Текстовый блок -
Отступление: нетрагические финалы, в противоположность трагической смерти героя счастливый конец воспринимается нами с радостью и в то же время его подтекст, говорящий, что жизнь будет продолжаться, отвечает потребности кинематографа отображать безграничность реального мира. В знаменитом немом немецком фильме «Человек и ливрея» осуществлена интересная попытка сочетать оба типа концовки. Логически фильм заканчивается крушением мечты швейцара гостиницы и его полным унижением; но фактически конец иной: в дополнительном финале мы видим, как жалкий страдалец, разбогатев, вовсю наслаждается жизнью. Снится ли ему все это? Во всяком случае, сцены эти решены в фарсовой манере и, по-видимому, были задуманы как иронический намек на тогдашнее пристрастие голливудских режиссеров к счастливому концу - «хэппи энду». Но независимо от того, что имел в виду Мурнау, это все же незаурядная концовка: решенная хотя и грубовато, но бесспорно кинематографично, она выводит нас за рамки почти трагического финала, не лишая его реалистичности. (Несомненно, что образ швейцара отеля трагичен только в представлениях мира, насквозь проникнутого авторитарными и милитаристскими воззрениями, того мира, который был неизменной темой немецкого кино догитлеровского периода [ 5 ] .)
Форма сновидения не обязательна для счастливой концовки. Важно, чтобы конец фильма не был концом всего. Классическим примером такой незавершенности может быть повторяющийся из фильма в фильм последний кадр старых комедий Чаплина: он, в образе бродяги, уходит куда-то вдаль, и нам понятно, что его ничто не может сломить. И во всех фильмах итальянского неореализма, не посвященных теме войны, есть персонажи, которые в финале обретают новую радость жизни. Такой конец фильма не только отвергает законы трагедии, но он вообще несовместим с сюжетом театрального типа.
Незаурядным творческим интеллектом и внутренним тактом отмечен последний эпизод фильма «Умберто Д.», в котором Де Сике удалось - хотя все в этой очень сложной ситуации складывалось против него - осветить проблеском надежды, казалось бы, неотвратимую обреченность своего героя.

(Исходные данные)
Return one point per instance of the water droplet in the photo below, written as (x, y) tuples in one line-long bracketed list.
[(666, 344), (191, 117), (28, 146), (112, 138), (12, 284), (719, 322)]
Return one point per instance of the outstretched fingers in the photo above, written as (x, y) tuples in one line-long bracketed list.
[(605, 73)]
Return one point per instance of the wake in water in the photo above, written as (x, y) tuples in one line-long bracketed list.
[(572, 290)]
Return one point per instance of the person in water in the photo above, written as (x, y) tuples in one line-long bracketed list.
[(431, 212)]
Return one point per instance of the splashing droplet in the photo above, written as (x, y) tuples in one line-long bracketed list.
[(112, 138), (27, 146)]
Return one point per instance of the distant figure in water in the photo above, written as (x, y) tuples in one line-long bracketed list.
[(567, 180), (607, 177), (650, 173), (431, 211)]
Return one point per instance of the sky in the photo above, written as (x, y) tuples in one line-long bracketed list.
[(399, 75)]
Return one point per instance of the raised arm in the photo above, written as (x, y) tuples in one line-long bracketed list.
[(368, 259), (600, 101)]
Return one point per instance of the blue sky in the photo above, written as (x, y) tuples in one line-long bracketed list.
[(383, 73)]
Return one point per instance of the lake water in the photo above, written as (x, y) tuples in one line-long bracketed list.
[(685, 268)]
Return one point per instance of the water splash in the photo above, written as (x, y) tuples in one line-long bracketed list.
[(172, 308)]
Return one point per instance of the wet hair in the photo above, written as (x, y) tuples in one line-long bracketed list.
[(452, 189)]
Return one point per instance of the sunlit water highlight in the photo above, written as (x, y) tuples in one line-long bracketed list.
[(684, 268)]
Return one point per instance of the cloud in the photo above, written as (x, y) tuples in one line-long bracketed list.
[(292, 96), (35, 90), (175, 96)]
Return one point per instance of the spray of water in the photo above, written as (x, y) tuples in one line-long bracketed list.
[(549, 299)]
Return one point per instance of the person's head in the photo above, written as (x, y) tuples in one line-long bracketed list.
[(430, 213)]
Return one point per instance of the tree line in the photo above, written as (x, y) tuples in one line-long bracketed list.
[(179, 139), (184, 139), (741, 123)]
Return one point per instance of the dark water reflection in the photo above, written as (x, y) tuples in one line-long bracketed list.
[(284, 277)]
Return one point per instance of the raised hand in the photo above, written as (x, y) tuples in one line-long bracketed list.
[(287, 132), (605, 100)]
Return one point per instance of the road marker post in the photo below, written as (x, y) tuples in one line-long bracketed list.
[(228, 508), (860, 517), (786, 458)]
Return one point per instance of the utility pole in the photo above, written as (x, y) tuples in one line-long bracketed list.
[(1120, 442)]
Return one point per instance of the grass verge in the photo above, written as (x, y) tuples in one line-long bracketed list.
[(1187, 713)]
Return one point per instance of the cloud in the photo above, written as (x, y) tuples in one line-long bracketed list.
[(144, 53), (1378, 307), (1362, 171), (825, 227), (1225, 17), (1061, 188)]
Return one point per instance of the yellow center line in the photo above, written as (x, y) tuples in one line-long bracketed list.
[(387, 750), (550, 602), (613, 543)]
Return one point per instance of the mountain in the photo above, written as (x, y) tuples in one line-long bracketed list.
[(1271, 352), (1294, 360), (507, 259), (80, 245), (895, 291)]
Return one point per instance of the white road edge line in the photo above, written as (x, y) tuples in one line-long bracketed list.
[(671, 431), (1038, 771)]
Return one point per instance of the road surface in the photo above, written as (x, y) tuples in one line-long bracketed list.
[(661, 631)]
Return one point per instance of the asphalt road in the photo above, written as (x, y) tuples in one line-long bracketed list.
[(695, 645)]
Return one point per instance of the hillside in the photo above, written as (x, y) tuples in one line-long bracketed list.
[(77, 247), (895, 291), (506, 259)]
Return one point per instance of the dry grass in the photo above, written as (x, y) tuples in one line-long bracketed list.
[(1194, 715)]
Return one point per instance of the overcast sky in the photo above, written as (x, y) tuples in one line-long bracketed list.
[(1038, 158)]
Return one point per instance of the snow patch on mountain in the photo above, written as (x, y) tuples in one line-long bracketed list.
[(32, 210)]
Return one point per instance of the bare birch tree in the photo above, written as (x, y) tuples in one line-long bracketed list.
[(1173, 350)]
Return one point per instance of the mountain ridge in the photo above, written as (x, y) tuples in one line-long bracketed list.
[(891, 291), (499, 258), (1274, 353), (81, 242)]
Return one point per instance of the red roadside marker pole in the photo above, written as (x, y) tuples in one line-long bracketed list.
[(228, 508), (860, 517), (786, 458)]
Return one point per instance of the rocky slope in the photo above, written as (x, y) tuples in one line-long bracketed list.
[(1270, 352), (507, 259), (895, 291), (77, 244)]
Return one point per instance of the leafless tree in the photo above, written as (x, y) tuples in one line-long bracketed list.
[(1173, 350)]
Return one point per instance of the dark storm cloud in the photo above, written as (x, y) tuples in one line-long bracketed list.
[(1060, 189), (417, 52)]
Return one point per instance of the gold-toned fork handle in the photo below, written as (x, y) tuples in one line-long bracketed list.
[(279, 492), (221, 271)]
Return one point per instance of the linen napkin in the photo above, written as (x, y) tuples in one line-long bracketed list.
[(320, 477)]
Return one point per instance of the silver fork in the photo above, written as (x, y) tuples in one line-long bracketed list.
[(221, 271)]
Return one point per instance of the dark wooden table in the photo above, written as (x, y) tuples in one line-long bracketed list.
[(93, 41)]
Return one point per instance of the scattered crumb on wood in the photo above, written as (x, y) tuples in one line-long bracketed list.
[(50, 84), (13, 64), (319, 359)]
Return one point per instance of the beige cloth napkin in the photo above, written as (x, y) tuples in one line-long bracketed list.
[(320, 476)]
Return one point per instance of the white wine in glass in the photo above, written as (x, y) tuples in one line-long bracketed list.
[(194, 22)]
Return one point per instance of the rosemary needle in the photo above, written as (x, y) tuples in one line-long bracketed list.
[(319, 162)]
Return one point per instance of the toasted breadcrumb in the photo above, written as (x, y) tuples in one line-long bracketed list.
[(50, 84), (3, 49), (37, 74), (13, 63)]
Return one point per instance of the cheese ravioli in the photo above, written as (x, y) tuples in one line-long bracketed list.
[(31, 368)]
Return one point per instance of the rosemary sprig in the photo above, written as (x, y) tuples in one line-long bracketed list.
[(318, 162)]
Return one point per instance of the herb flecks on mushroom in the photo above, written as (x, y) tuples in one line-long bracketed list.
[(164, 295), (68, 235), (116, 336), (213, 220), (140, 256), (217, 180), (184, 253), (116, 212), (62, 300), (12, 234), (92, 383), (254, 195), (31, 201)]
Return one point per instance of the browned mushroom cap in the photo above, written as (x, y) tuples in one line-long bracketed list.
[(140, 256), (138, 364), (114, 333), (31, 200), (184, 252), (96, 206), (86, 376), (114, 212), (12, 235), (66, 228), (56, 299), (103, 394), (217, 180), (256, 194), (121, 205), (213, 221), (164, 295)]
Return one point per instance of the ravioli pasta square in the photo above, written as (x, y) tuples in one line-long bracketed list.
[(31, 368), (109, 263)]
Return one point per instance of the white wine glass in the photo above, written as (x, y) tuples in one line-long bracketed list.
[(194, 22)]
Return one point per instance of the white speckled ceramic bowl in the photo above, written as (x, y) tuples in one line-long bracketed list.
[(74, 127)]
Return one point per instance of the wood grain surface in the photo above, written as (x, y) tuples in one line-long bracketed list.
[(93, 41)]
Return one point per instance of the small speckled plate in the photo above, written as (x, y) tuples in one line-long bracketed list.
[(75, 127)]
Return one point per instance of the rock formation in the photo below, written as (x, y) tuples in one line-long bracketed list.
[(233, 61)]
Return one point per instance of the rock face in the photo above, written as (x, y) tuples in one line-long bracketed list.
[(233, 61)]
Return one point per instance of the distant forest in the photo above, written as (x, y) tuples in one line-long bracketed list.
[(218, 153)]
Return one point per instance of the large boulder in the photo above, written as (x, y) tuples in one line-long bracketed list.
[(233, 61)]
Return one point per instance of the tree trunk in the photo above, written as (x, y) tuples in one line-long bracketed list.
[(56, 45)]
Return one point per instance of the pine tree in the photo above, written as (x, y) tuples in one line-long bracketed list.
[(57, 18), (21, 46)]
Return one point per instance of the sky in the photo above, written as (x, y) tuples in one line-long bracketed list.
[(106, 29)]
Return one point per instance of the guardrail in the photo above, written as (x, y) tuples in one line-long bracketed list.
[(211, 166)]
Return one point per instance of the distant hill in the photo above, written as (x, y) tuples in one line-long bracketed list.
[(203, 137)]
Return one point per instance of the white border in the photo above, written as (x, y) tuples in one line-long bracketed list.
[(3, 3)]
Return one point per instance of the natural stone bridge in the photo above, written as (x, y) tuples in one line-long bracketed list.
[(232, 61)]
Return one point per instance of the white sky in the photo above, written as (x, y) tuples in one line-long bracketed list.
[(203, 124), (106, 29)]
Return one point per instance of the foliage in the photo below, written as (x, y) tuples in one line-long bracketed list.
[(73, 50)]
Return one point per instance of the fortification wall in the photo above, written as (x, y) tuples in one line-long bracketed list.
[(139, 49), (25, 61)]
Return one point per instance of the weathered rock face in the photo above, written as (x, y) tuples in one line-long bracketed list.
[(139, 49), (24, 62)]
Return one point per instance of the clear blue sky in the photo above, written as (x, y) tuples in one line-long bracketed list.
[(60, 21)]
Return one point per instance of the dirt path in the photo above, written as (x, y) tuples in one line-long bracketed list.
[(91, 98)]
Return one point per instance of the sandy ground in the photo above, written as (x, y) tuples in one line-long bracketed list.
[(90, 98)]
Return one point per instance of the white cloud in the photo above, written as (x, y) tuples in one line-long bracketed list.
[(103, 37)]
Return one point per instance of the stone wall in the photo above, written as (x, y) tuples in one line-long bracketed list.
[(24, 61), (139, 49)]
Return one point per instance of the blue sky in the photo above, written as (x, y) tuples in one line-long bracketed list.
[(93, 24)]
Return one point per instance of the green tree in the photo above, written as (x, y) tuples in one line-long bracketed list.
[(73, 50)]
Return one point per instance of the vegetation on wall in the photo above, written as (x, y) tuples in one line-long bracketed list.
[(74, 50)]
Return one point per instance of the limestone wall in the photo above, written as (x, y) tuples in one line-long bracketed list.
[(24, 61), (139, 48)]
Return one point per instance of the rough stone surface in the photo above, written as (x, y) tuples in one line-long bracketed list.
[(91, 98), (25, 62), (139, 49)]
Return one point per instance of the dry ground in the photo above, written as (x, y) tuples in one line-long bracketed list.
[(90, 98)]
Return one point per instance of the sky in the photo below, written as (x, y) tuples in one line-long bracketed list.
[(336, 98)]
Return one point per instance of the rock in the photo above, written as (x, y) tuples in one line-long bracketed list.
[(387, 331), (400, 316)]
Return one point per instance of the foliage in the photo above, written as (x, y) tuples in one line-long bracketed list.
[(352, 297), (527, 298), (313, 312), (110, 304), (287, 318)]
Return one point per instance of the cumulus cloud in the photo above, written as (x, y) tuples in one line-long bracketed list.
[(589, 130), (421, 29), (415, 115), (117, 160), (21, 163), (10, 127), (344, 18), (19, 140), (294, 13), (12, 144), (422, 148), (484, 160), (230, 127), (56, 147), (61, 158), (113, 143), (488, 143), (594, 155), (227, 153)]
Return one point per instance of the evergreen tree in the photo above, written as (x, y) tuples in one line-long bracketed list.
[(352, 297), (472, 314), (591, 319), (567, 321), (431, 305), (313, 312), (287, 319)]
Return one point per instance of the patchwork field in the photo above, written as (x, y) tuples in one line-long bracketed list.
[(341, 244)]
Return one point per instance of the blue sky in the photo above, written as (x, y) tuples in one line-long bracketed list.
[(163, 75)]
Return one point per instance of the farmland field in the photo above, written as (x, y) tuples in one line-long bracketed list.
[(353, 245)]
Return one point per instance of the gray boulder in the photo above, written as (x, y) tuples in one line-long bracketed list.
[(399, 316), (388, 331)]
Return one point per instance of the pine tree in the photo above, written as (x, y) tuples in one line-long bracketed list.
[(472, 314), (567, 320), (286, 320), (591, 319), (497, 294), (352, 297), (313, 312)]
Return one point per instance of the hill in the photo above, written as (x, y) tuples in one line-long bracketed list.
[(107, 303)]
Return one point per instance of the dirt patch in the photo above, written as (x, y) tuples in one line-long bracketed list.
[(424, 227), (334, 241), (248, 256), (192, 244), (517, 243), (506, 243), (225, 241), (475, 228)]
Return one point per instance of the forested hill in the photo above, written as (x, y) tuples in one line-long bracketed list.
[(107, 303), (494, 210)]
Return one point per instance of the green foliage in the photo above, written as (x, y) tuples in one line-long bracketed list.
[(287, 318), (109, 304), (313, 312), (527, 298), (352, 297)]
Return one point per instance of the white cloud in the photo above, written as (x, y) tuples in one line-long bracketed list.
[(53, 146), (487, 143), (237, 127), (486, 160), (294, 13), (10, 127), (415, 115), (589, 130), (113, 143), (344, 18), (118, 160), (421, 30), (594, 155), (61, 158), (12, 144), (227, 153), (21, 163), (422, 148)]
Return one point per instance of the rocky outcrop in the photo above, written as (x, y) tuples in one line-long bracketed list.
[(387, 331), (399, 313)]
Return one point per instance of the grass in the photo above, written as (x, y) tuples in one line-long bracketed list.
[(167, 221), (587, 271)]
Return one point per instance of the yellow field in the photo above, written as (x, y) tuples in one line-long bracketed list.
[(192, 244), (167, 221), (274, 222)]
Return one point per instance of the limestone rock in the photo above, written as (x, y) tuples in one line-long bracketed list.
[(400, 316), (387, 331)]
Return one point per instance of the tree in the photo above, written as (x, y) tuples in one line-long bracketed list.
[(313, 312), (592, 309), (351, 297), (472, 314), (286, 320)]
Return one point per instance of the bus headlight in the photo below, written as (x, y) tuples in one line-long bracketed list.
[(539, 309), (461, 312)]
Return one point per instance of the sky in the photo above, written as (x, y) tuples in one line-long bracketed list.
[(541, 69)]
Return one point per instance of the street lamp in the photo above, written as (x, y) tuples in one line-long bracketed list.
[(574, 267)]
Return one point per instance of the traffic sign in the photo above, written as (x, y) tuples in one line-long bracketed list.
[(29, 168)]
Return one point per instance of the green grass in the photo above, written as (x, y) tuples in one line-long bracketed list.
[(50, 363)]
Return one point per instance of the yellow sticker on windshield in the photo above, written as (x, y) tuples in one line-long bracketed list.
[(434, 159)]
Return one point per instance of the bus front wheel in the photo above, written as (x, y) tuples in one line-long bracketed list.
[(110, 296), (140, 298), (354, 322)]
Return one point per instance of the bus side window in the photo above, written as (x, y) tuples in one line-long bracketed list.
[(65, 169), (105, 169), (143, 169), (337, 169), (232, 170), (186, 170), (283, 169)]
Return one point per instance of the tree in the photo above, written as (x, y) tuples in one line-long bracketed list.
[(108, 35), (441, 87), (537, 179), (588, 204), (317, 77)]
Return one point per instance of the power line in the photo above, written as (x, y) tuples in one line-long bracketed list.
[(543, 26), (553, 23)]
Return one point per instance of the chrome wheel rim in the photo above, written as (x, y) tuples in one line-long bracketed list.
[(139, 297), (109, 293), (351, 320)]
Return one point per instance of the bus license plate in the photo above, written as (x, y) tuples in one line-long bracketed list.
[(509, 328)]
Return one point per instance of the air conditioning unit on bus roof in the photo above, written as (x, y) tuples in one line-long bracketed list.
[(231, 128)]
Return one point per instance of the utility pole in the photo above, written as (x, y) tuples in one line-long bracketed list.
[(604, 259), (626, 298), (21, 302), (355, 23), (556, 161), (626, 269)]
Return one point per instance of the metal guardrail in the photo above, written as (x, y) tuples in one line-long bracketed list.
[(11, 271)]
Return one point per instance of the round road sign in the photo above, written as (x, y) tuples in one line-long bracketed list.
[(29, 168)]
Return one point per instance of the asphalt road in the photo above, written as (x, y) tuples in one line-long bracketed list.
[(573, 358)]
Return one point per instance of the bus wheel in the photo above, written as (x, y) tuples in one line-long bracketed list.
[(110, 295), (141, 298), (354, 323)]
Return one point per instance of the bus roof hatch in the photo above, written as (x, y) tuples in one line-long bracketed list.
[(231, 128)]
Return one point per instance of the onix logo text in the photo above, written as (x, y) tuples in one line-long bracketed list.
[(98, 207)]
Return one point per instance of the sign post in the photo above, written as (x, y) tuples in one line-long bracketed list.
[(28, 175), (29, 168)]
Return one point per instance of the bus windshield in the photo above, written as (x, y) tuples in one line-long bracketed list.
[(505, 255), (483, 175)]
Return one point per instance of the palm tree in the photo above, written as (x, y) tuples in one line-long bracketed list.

Список заданий -
1) Перескажите текст о нетрагических финалах фильмов в двух предложениях.
2) Ответьте по тексту о нетрагических финалах фильмов: что происходит в последнем кадре старых комедий Чаплина?
3) Перепишите в виде списка абзац из текста о нетрагических финалах фильмов, начинающийся словами «Форма сновидения не обязательна», сохранив его основные факты.

Ответы -
1) Счастливый конец, в отличие от трагической смерти героя, воспринимается с радостью, а его подтекст о продолжении жизни отвечает потребности кино отображать безграничность реального мира; в немом немецком фильме «Человек и ливрея» к логическому финалу с унижением швейцара добавлена фарсовая концовка, где он, разбогатев, наслаждается жизнью. Форма сновидения для счастливого финала не обязательна, важно лишь, чтобы конец фильма не был концом всего, как в последнем кадре старых комедий Чаплина, в фильмах итальянского неореализма и в последнем эпизоде «Умберто Д.» Де Сики.

2) Чаплин в образе бродяги уходит куда-то вдаль.

3)
- Для счастливой концовки форма сновидения не обязательна.
- Важно, чтобы конец фильма не был концом всего.
- Классический пример: последний кадр старых комедий Чаплина, где бродяга уходит вдаль и ясно, что его ничто не сломит.
- Во всех фильмах итальянского неореализма, не посвященных войне, есть персонажи, которые в финале обретают новую радость жизни.
- Такой конец отвергает законы трагедии и несовместим с сюжетом театрального типа.